§ Data listing:
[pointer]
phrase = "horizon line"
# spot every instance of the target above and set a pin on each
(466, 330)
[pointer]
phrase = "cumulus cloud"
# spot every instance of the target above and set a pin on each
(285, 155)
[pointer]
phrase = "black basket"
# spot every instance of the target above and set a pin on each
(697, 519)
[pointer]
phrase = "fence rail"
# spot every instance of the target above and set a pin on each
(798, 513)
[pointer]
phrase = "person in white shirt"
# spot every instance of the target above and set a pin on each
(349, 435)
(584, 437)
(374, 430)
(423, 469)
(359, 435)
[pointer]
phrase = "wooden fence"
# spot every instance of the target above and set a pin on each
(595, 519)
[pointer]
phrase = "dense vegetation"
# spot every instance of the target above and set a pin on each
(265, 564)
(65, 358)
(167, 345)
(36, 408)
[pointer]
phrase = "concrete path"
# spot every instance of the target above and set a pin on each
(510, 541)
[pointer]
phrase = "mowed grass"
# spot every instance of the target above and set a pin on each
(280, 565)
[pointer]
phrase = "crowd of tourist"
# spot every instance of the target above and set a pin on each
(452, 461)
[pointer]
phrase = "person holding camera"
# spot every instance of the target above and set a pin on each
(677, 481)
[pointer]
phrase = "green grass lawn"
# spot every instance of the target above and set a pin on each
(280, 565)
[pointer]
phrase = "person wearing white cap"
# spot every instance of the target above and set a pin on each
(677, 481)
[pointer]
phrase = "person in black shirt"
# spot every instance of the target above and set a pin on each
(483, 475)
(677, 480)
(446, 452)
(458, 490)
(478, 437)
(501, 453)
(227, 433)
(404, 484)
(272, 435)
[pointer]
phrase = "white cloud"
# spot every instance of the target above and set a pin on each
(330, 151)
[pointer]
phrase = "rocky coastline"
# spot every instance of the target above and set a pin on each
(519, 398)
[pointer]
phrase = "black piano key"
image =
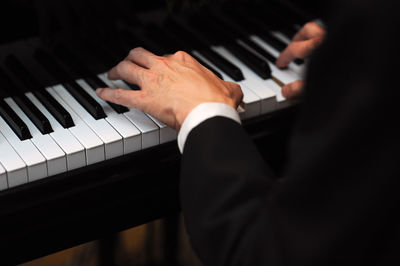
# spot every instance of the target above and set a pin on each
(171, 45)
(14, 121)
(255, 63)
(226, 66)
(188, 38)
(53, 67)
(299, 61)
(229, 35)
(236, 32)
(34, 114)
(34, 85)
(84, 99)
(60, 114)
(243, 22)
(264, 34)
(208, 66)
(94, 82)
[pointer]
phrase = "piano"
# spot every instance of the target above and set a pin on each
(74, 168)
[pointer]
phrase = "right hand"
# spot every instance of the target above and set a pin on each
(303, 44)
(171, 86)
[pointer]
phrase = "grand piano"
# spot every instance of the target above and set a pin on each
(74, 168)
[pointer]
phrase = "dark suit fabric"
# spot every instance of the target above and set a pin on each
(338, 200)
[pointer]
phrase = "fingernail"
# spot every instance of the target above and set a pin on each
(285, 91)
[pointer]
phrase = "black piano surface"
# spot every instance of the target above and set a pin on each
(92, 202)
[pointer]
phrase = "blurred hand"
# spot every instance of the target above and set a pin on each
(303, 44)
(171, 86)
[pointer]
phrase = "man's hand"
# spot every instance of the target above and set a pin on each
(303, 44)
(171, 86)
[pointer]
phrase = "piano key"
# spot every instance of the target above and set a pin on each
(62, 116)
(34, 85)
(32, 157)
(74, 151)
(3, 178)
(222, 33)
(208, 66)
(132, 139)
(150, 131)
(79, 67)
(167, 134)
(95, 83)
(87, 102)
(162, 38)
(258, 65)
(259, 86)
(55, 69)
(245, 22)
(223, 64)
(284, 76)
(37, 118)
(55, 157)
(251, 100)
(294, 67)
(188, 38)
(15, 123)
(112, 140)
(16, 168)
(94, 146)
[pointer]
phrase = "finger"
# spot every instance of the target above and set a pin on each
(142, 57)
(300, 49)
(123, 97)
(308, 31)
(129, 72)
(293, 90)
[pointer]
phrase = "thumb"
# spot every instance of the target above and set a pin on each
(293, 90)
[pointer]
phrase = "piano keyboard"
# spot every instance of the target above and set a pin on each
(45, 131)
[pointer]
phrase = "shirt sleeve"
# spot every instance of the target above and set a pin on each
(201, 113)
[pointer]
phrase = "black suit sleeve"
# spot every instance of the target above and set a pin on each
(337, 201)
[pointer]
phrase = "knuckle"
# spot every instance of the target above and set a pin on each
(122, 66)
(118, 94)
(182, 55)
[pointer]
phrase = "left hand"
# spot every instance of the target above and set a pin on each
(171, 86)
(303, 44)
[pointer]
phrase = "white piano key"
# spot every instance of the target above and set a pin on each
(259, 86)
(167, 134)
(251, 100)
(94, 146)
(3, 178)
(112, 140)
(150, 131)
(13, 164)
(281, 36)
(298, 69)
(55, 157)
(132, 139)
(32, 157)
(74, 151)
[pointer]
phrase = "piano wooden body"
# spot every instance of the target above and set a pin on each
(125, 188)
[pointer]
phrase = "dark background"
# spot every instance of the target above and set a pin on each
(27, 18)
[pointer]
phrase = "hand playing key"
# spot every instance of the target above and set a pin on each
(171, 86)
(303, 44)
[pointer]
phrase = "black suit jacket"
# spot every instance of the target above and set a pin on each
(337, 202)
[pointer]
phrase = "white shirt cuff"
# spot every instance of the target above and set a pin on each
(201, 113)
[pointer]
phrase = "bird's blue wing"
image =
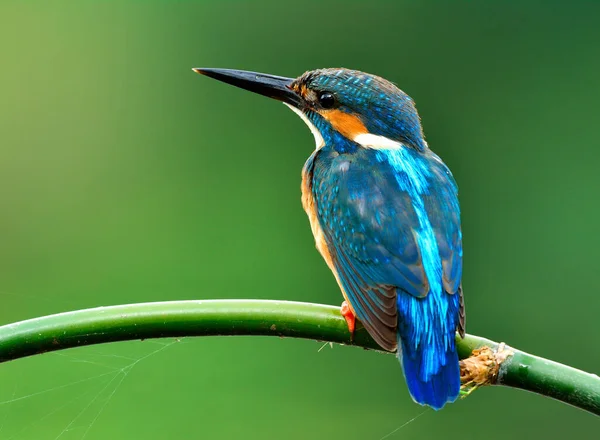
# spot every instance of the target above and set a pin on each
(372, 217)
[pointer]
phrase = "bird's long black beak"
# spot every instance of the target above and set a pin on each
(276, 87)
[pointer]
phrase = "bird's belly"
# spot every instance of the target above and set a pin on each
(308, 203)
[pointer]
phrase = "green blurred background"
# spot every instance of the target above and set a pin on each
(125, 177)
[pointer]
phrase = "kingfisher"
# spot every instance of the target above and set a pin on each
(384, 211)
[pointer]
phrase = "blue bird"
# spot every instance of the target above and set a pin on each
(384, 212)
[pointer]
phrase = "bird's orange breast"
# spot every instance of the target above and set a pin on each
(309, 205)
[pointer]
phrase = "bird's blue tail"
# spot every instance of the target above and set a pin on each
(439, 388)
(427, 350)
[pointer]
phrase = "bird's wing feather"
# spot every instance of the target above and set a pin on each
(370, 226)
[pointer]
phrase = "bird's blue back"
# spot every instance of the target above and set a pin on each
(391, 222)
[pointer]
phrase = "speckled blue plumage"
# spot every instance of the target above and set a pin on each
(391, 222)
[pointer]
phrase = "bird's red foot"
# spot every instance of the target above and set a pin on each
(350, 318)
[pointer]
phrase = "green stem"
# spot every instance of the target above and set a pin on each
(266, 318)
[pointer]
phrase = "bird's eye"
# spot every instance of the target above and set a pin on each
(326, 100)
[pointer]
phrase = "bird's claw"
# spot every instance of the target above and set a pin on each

§ Aim of the task:
Each line above is to be copied verbatim. Drop any image from the copy.

§ Reply to the task:
[pointer]
phrase = "horizon line"
# spot every instance of the target above and set a pin on each
(466, 330)
[pointer]
phrase = "cumulus cloud"
# spot every instance of the target above and set a pin on each
(285, 155)
[pointer]
phrase = "black basket"
# spot every instance of the target above and set a pin on each
(697, 519)
[pointer]
phrase = "fence rail"
# spot every instance of the target above and set a pin on each
(798, 513)
[pointer]
phrase = "person in white shirt"
# spot every instance of the target above and set a pin on each
(349, 435)
(584, 437)
(374, 430)
(423, 469)
(359, 435)
[pointer]
phrase = "wooden fence"
# spot every instance of the target above and set a pin on each
(595, 519)
[pointer]
phrase = "dense vegetation"
# spot every instance of the target above and set a pin on each
(265, 564)
(65, 358)
(167, 345)
(36, 408)
[pointer]
phrase = "concrete path"
# spot every instance of the target above and set a pin on each
(510, 541)
[pointer]
phrase = "mowed grass"
# spot every instance of the target above and set a pin on each
(280, 565)
[pointer]
phrase = "crowd of tourist"
# spot every instance of the target above and set a pin on each
(452, 461)
[pointer]
phrase = "person holding camera"
# spot every instance of the target above and set a pin on each
(677, 481)
[pointer]
phrase = "green grass lawn"
# spot every instance of the target above and set a pin on each
(280, 565)
[pointer]
phrase = "person wearing white cap"
# spot every instance of the target above and set a pin on each
(677, 481)
[pointer]
phrase = "person in black shirt"
# spot every instance of the target above and set a pin on each
(483, 475)
(677, 480)
(446, 452)
(458, 490)
(478, 437)
(501, 453)
(227, 433)
(404, 484)
(272, 435)
[pointer]
phrase = "white cloud"
# spot every instance of the target above and set a pin on each
(330, 151)
[pointer]
phrase = "rocky coastline"
# spot every instance of the target above and set a pin on each
(519, 398)
[pointer]
phrase = "black piano key"
image =
# spot every instance of the target above and set a pin on each
(171, 45)
(14, 121)
(255, 63)
(226, 66)
(188, 38)
(53, 67)
(299, 61)
(229, 35)
(236, 32)
(34, 114)
(34, 85)
(84, 99)
(60, 114)
(243, 22)
(264, 34)
(208, 66)
(94, 82)
[pointer]
phrase = "piano"
# spot every instance of the target above and set a pin on each
(74, 168)
[pointer]
phrase = "right hand"
# spot every instance of the target above and set a pin on each
(303, 44)
(171, 86)
[pointer]
phrase = "grand piano"
# spot every instance of the target above and set a pin on each
(74, 168)
[pointer]
phrase = "dark suit fabric"
# spot every instance of the target above and set a pin on each
(338, 200)
[pointer]
phrase = "fingernail"
# spot every instance of the target above and set a pin on each
(285, 91)
[pointer]
phrase = "black piano surface"
# spot every instance of the target above and set a pin on each
(92, 202)
[pointer]
phrase = "blurred hand"
# spot every instance of the target above and set a pin on each
(303, 44)
(171, 86)
[pointer]
phrase = "man's hand"
# spot every instance of the target above and set a pin on each
(303, 44)
(171, 86)
[pointer]
phrase = "piano key"
# spot every instance of the target above and set a pin on each
(62, 116)
(34, 85)
(32, 157)
(74, 151)
(3, 178)
(222, 33)
(208, 66)
(132, 139)
(150, 131)
(79, 67)
(167, 134)
(95, 83)
(87, 102)
(162, 38)
(258, 65)
(259, 86)
(55, 69)
(245, 22)
(223, 64)
(284, 76)
(37, 118)
(55, 157)
(251, 100)
(294, 67)
(188, 38)
(15, 123)
(112, 140)
(16, 168)
(94, 146)
[pointer]
phrase = "finger"
# spot every instance of the target above and set a pin on each
(142, 57)
(300, 49)
(123, 97)
(308, 31)
(129, 72)
(293, 90)
[pointer]
phrase = "thumb"
# spot every instance of the target above and set a pin on each
(293, 90)
[pointer]
phrase = "piano keyboard"
# spot every instance of the target above and set a pin on each
(45, 131)
[pointer]
phrase = "shirt sleeve"
# spot every instance of the target above and set a pin on each
(201, 113)
[pointer]
phrase = "black suit sleeve"
# spot every instance of the target above and set a pin on each
(337, 201)
[pointer]
phrase = "knuckle"
# spot every instance of the target above and set a pin on each
(122, 66)
(118, 94)
(182, 55)
[pointer]
phrase = "left hand"
# spot every instance of the target above and set a pin on each
(171, 86)
(303, 44)
[pointer]
phrase = "white piano key"
# spot every instance of the target above and set a pin on each
(259, 86)
(167, 134)
(251, 100)
(94, 146)
(3, 178)
(112, 140)
(150, 131)
(13, 164)
(281, 36)
(298, 69)
(55, 157)
(132, 139)
(32, 157)
(74, 151)
[pointer]
phrase = "piano wooden body"
# spot every instance of the target above and set a pin on each
(125, 188)
[pointer]
phrase = "dark background"
# spot every instance of the target above and set a pin on each
(27, 18)
[pointer]
phrase = "hand playing key"
# spot every instance of the target above and set a pin on each
(171, 86)
(303, 44)
[pointer]
phrase = "black suit jacket"
# spot every instance of the target above and set a pin on each
(337, 202)
[pointer]
phrase = "white shirt cuff"
# spot every instance of the target above and set a pin on each
(201, 113)
[pointer]
phrase = "bird's blue wing"
image =
# spot every instance of the target above and set a pin on each
(372, 217)
[pointer]
phrase = "bird's long black beak"
# spot every instance of the target above and set a pin on each
(276, 87)
[pointer]
phrase = "bird's belly"
# spot every instance of the target above and set a pin on each
(308, 203)
[pointer]
phrase = "green blurred background"
# spot every instance of the target above and set a pin on each
(125, 177)
[pointer]
phrase = "kingfisher"
# spot every instance of the target above and set a pin on each
(384, 211)
[pointer]
phrase = "blue bird"
# spot every instance of the target above and set a pin on each
(384, 212)
[pointer]
phrase = "bird's orange breast"
# spot every instance of the target above and set a pin on each
(309, 205)
[pointer]
phrase = "bird's blue tail"
# spot every instance of the target above and set a pin on each
(439, 388)
(427, 350)
[pointer]
phrase = "bird's wing feather"
# spot every instance of the target above and set a pin on each
(370, 226)
[pointer]
phrase = "bird's blue back"
# spot every instance of the target above and set a pin on each
(391, 222)
[pointer]
phrase = "speckled blue plumage"
# spot every instance of the target above and set a pin on each
(391, 222)
[pointer]
phrase = "bird's red foot"
# spot every instance of the target above and set a pin on each
(350, 318)
[pointer]
phrase = "green stem"
# spot every instance of the target above and set a pin on each
(266, 318)
[pointer]
phrase = "bird's eye"
# spot every instance of the target above and set a pin on each
(326, 100)
[pointer]
phrase = "bird's claw"
# spot every instance of the target above and set a pin on each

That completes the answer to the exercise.